──────── Stored data

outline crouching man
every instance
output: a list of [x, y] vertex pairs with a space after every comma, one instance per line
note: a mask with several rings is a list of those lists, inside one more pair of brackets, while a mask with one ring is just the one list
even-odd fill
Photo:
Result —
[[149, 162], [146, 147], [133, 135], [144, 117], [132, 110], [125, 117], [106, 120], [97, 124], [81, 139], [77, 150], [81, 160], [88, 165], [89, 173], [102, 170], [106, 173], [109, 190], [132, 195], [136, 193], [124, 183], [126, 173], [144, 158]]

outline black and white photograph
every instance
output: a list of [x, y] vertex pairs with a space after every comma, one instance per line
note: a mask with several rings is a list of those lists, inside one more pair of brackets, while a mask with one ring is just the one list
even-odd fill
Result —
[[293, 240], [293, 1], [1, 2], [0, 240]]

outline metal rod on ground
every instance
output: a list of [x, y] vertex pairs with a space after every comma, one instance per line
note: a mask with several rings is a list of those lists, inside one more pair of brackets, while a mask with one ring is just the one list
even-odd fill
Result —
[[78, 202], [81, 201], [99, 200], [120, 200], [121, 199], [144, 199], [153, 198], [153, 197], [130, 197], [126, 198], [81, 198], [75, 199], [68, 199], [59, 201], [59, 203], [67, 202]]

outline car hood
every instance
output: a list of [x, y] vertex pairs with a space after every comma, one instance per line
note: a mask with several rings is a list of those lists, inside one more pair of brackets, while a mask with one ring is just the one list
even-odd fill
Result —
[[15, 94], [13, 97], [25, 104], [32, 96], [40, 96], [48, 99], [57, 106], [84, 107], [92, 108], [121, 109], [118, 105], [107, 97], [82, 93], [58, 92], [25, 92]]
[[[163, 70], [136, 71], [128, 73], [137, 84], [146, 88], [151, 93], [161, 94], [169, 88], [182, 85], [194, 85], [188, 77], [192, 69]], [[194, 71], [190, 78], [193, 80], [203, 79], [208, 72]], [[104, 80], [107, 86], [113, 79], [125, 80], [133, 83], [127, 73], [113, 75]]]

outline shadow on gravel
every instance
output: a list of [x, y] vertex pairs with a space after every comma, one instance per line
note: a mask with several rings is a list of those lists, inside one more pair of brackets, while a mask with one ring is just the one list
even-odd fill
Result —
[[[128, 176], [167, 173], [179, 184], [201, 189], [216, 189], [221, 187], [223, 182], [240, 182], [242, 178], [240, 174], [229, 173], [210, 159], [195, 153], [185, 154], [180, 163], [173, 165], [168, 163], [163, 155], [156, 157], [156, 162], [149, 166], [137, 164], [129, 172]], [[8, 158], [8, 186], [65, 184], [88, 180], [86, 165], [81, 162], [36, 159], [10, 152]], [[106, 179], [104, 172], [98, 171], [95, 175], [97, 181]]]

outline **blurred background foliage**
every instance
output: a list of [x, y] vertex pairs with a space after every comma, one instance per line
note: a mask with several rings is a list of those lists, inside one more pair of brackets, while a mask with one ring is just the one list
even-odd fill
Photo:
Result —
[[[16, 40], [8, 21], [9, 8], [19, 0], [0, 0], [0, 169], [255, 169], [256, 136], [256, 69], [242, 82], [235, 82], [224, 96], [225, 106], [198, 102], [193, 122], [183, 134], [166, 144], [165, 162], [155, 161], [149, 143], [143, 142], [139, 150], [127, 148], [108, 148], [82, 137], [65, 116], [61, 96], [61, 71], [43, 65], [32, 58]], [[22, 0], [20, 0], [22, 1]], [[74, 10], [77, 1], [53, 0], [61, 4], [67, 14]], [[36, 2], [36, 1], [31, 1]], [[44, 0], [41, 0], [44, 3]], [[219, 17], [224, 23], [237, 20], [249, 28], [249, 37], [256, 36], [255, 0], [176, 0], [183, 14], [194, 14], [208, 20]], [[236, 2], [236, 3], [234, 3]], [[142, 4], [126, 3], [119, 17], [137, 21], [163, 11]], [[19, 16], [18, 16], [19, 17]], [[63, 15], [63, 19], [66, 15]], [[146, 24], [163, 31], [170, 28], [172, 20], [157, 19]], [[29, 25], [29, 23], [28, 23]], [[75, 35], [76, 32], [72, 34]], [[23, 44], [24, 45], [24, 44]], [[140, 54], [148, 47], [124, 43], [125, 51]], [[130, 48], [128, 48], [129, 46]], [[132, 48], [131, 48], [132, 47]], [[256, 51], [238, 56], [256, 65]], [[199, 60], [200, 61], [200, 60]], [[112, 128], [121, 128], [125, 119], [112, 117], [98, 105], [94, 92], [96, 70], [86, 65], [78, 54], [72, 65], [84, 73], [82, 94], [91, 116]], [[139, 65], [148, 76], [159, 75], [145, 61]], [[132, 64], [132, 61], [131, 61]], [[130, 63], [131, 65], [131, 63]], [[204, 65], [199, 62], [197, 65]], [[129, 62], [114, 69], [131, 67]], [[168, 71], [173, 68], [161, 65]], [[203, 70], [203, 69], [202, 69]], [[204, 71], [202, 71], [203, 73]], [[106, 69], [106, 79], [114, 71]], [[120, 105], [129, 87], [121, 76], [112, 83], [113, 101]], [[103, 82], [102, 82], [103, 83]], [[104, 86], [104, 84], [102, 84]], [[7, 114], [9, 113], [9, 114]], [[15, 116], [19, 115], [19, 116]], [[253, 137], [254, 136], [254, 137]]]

────────────────

#### [Exercise instructions]
Render every line of the material above as a numbered list, omitting the blank lines.

#### [Task response]
1. outline crouching man
2. every instance
3. output: a list of [x, y] vertex pairs with a space after every comma, one instance per line
4. note: a mask with several rings is a list of those lists, inside one more pair of brackets, while a mask with one ring is just the one list
5. even-odd fill
6. Photo:
7. Result —
8. [[149, 162], [146, 147], [133, 135], [144, 117], [132, 110], [125, 117], [106, 120], [97, 124], [81, 139], [77, 150], [81, 160], [88, 165], [89, 173], [102, 170], [106, 173], [109, 190], [132, 195], [136, 193], [124, 183], [126, 173], [144, 158]]
9. outline black and white photograph
10. every instance
11. output: a list of [x, y] vertex pairs with a space after every comma, one instance per line
12. note: a mask with several rings is a list of those lists, inside one more pair of brackets, while a mask with one ring is just the one list
13. even-odd fill
14. Result —
15. [[293, 240], [293, 1], [1, 2], [0, 240]]
16. outline metal rod on ground
17. every instance
18. output: a list of [x, y] vertex pairs with a space after every comma, one instance per line
19. note: a mask with several rings is a list of those lists, inside one more pair of brackets, while a mask with one ring is just the one list
20. even-odd fill
21. Result —
22. [[78, 202], [81, 201], [99, 200], [120, 200], [121, 199], [144, 199], [153, 198], [153, 197], [130, 197], [126, 198], [81, 198], [75, 199], [68, 199], [59, 201], [59, 203], [67, 202]]
23. outline car hood
24. every instance
25. output: a list of [x, y] vertex pairs with a space after every comma, one instance per line
26. note: a mask with several rings is a list of those lists, inside one more pair of brackets, while a mask with one ring is just the one list
27. even-odd fill
28. Result —
29. [[15, 94], [13, 97], [25, 104], [32, 96], [40, 96], [48, 99], [57, 106], [84, 107], [92, 108], [121, 109], [118, 105], [107, 97], [82, 93], [58, 92], [25, 92]]
30. [[[163, 70], [136, 71], [128, 73], [137, 84], [146, 88], [151, 93], [161, 94], [169, 88], [182, 85], [194, 85], [188, 77], [192, 69]], [[194, 71], [190, 78], [193, 80], [203, 79], [208, 72]], [[104, 80], [107, 86], [113, 79], [125, 80], [133, 83], [127, 73], [113, 75]]]
31. outline shadow on gravel
32. every instance
33. output: a list of [x, y] vertex pairs with a space after every comma, one instance per line
34. note: a mask with several rings is a list of those lists, inside one more pair of brackets, while a mask with one ring is just the one list
35. even-odd fill
36. Result —
37. [[[128, 176], [167, 173], [179, 184], [201, 189], [216, 189], [221, 187], [223, 182], [240, 182], [242, 178], [240, 174], [229, 173], [210, 159], [195, 153], [185, 154], [180, 163], [173, 165], [168, 163], [163, 155], [156, 157], [156, 162], [149, 166], [137, 164], [129, 172]], [[8, 158], [8, 186], [65, 184], [88, 180], [86, 165], [81, 162], [36, 159], [10, 152]], [[106, 179], [104, 172], [98, 171], [95, 175], [97, 181]]]
38. outline **blurred background foliage**
39. every instance
40. output: a list of [x, y] vertex pairs with a space after every comma, one instance per line
41. note: a mask with several rings is a list of those lists, inside one more pair of brackets, while a mask with one ring is just the one list
42. even-odd fill
43. Photo:
44. Result —
45. [[[16, 40], [8, 21], [9, 8], [19, 0], [0, 0], [0, 169], [255, 169], [256, 136], [256, 69], [242, 82], [235, 82], [224, 96], [225, 106], [198, 102], [193, 122], [183, 134], [166, 144], [165, 162], [155, 161], [149, 143], [143, 142], [139, 150], [127, 148], [108, 148], [82, 137], [65, 116], [61, 96], [61, 71], [43, 65], [32, 58]], [[22, 0], [20, 0], [22, 1]], [[74, 10], [77, 1], [53, 0], [61, 4], [67, 14]], [[36, 2], [36, 1], [31, 1]], [[44, 0], [41, 0], [44, 3]], [[219, 17], [224, 23], [237, 20], [249, 28], [249, 37], [256, 36], [255, 0], [176, 0], [183, 14], [194, 14], [208, 20]], [[236, 2], [236, 3], [234, 3]], [[142, 4], [126, 3], [119, 17], [137, 21], [163, 11]], [[19, 16], [18, 16], [19, 17]], [[63, 15], [63, 19], [66, 15]], [[146, 24], [163, 31], [170, 28], [172, 20], [157, 19]], [[29, 25], [29, 23], [28, 23]], [[75, 35], [76, 32], [72, 34]], [[23, 44], [24, 45], [24, 44]], [[140, 54], [148, 47], [124, 43], [125, 51]], [[130, 48], [128, 48], [129, 46]], [[132, 48], [131, 48], [132, 47]], [[256, 51], [238, 56], [256, 65]], [[199, 60], [200, 61], [200, 60]], [[112, 128], [121, 128], [125, 119], [112, 117], [98, 105], [94, 92], [96, 70], [86, 65], [78, 54], [72, 65], [84, 73], [82, 94], [91, 116]], [[139, 65], [148, 76], [159, 75], [145, 61]], [[132, 64], [132, 61], [131, 61]], [[130, 63], [131, 65], [131, 63]], [[204, 65], [199, 62], [197, 65]], [[129, 62], [114, 69], [131, 67]], [[168, 71], [173, 68], [161, 65]], [[203, 70], [203, 69], [202, 69]], [[204, 71], [202, 71], [203, 73]], [[106, 69], [106, 79], [114, 71]], [[120, 105], [129, 87], [121, 76], [112, 83], [113, 101]], [[103, 82], [102, 82], [103, 83]], [[104, 86], [104, 84], [102, 84]], [[7, 114], [9, 113], [9, 114]], [[15, 116], [19, 115], [19, 116]], [[253, 137], [254, 136], [254, 137]]]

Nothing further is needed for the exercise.